● 本文抜粋:
══════

また、引用例記載の発明の「垂直に起立可能」は、「回動可能」という限りにおいて本願補正発明の「後方に回動可能」に相当する。

してみると、両者は、
「空中にて薬剤を散布する無線操縦ヘリコプターに搭載する薬剤散布装置において、薬液タンクに充填された薬液は、二台のポンプにより、左右二台のアトマイザー噴霧装置に供給し、該左右のアトマイザー噴霧装置は、それぞれのモーターにより駆動し、無線操縦ヘリコプターの機体内には、受信機及びコントローラを設け、該コントローラには、前記受信機及びアトマイザー噴霧装置の角度を変更するための駆動装置に接続し、前記アトマイザー噴霧装置は、機体下部において左右両方向に突出した支持アームの左右両端部に懸架され、下方に向け配設され、薬液タンクからアトマイザー噴霧装置に接続する給液チューブより給液し、該支持アームの機体中央部とアトマイザー噴霧装置の略中間部に、回動部を設け、該支持アームは回動部において、回動可能に構成し、収納及び移動時に左右の幅を減少可能に構成し、更に、送信機の無線操作により、アトマイザー噴霧装置を前記支持アームに対して角度を変更可能に構成し、該角度変更装置は、無線操縦ヘリコプターの機体から突設された支持アームの先端に枢軸を設け、駆動装置を固設し、該駆動装置の駆動によりアトマイザー噴霧装置の薬液散布角度を変更可能に構成し、送信機による無線操縦にて、左右両側のアトマイザー噴霧装置の角度を変更することにより、薬剤散布幅を変更可能とした無線操縦ヘリコプター。」の点で一致し、以下の点で相違する。

・相違点
相違点1:本願補正発明では、「左右二台のモーター(46・46)によって駆動される左右二台のポンプ(31・31)」であるのに対して、引用例記載の発明では、「二台のポンプ(23)(23)」が前後に配置されるとともに駆動源が明らかではない点(以下、「相違点1」という。)。

══════

● 問題 A: 上の本文抜粋から、「また、引用例記載の発明の「垂」で始まり「一致し、以下の点で相違する。」で終わる部分をそのまま書き写すこと。
● 問題 B: 無線操縦ヘリコプターの薬剤散布装置を扱った上の本文抜粋を、最後の文の後から書き継ぐこと。

══════

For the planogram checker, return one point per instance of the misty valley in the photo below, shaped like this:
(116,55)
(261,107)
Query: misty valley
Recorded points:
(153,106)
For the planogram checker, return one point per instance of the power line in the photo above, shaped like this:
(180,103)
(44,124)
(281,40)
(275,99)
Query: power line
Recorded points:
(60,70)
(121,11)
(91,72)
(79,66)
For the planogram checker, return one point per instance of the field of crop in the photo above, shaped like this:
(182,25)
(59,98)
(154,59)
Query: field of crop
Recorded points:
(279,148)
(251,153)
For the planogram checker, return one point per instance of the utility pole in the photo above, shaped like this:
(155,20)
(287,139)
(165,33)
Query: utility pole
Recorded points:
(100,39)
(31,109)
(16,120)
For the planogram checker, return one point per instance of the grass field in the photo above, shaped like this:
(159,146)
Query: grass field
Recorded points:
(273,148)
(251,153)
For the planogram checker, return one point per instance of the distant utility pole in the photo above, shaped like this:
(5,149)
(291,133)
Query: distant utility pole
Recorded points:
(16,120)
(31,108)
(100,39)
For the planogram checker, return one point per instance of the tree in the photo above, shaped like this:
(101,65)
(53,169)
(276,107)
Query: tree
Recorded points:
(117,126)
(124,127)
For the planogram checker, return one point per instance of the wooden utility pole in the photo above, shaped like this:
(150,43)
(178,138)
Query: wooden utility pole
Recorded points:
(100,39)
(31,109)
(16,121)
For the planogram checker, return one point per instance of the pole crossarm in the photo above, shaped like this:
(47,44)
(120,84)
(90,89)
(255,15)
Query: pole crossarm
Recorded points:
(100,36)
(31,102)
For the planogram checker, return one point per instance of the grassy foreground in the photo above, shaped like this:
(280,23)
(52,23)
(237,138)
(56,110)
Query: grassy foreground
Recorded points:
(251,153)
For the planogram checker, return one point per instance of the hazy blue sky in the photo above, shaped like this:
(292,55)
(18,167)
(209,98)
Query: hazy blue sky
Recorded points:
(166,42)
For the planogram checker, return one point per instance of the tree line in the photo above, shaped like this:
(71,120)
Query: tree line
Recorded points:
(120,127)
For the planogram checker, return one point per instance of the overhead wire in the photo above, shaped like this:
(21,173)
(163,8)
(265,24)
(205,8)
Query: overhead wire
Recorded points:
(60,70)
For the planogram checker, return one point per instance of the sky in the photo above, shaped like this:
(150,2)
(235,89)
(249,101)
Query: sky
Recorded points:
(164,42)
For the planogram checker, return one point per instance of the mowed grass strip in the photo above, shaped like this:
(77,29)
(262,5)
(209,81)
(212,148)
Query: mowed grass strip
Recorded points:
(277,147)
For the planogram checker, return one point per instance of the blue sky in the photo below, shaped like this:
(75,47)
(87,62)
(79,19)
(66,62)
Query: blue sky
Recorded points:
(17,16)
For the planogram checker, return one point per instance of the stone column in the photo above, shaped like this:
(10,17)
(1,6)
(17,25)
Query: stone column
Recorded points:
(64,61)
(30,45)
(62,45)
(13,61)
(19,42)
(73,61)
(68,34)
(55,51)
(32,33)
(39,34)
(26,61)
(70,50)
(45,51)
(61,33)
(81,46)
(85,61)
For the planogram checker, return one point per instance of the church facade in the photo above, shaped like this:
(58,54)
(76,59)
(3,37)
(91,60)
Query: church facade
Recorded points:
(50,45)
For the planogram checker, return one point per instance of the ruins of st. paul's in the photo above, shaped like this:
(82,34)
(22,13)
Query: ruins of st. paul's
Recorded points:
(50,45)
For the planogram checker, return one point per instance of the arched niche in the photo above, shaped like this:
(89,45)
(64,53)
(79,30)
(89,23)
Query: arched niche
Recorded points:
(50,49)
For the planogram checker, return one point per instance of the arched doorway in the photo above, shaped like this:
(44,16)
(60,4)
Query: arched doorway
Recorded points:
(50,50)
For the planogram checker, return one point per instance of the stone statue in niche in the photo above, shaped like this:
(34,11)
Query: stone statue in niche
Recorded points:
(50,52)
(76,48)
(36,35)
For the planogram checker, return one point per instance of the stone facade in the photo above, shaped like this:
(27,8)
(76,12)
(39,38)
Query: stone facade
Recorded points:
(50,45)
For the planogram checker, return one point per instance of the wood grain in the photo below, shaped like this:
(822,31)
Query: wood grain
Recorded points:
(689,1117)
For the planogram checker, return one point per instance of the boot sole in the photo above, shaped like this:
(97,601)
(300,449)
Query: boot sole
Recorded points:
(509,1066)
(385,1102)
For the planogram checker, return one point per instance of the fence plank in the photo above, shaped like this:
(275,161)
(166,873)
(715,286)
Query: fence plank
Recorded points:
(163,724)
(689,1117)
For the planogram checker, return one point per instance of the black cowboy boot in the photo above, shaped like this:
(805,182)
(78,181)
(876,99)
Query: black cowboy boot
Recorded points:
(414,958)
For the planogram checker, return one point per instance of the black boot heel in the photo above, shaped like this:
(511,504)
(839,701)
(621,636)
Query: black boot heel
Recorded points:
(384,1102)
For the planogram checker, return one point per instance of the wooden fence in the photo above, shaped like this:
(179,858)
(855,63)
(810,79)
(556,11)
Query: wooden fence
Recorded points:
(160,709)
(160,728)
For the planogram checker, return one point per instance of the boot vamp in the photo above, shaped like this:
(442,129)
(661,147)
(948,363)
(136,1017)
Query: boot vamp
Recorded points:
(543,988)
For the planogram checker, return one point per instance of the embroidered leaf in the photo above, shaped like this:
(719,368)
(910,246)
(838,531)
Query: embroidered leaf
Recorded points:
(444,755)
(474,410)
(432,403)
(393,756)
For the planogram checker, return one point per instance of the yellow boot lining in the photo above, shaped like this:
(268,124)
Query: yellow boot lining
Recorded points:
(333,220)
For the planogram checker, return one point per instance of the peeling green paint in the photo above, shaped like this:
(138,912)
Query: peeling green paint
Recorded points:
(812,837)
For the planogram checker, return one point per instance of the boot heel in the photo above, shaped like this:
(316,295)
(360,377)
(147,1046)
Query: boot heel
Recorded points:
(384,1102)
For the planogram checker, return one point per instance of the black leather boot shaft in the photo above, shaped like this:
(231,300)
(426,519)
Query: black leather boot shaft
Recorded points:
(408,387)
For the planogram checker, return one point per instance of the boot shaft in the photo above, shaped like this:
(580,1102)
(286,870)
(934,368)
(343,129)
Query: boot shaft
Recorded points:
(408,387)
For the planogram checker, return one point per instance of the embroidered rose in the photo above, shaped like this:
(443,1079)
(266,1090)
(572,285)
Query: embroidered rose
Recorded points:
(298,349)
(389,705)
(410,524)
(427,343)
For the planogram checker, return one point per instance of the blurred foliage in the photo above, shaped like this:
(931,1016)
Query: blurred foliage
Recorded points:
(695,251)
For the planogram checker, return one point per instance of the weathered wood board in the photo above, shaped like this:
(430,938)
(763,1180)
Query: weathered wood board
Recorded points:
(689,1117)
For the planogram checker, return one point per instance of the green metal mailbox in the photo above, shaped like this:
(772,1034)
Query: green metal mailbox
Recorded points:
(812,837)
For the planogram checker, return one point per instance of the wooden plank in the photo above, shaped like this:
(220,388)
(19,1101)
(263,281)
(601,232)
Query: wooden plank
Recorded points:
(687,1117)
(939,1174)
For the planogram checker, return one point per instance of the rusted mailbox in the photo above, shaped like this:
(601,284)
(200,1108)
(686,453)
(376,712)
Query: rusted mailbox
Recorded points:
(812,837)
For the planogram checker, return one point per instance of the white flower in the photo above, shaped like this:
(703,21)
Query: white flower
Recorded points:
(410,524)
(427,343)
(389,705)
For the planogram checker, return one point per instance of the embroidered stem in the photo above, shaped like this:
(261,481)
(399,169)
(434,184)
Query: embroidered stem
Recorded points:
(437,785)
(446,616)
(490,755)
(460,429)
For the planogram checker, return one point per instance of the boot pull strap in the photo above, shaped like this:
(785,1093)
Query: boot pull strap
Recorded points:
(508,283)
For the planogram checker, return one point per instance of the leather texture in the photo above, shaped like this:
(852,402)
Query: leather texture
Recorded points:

══════

● 解答 A:
また、引用例記載の発明の「垂直に起立可能」は、「回動可能」という限りにおいて本願補正発明の「後方に回動可能」に相当する。

してみると、両者は、
「空中にて薬剤を散布する無線操縦ヘリコプターに搭載する薬剤散布装置において、薬液タンクに充填された薬液は、二台のポンプにより、左右二台のアトマイザー噴霧装置に供給し、該左右のアトマイザー噴霧装置は、それぞれのモーターにより駆動し、無線操縦ヘリコプターの機体内には、受信機及びコントローラを設け、該コントローラには、前記受信機及びアトマイザー噴霧装置の角度を変更するための駆動装置に接続し、前記アトマイザー噴霧装置は、機体下部において左右両方向に突出した支持アームの左右両端部に懸架され、下方に向け配設され、薬液タンクからアトマイザー噴霧装置に接続する給液チューブより給液し、該支持アームの機体中央部とアトマイザー噴霧装置の略中間部に、回動部を設け、該支持アームは回動部において、回動可能に構成し、収納及び移動時に左右の幅を減少可能に構成し、更に、送信機の無線操作により、アトマイザー噴霧装置を前記支持アームに対して角度を変更可能に構成し、該角度変更装置は、無線操縦ヘリコプターの機体から突設された支持アームの先端に枢軸を設け、駆動装置を固設し、該駆動装置の駆動によりアトマイザー噴霧装置の薬液散布角度を変更可能に構成し、送信機による無線操縦にて、左右両側のアトマイザー噴霧装置の角度を変更することにより、薬剤散布幅を変更可能とした無線操縦ヘリコプター。」の点で一致し、以下の点で相違する。

● 解答 B:
相違点2:薬液散布装置用の受信機及びコントローラに関して、本願補正発明では、「機体制御用の受信機とは別に」設けるとともに、「コントローラには、」「アトマイザー噴霧装置駆動用のモーター(25・25)、」「及びポンプ駆動用のモーター(46・46)に接続し」ているのに対して、引用例記載の発明では、機体制御用の受信機とは別に設けられているものかどうか明らかではなく、コントローラには、電動モータ(38)、及びポンプ駆動用のモーターに相当するものが接続されているか明らかではない点(以下、「相違点2」という。)。
相違点3:支持アームは回動部において回動可能であることに関して、本願補正発明では、「後方に回動可能」であるのに対して、引用例記載の発明では「垂直に起立可能」である点(以下、「相違点3」という。)。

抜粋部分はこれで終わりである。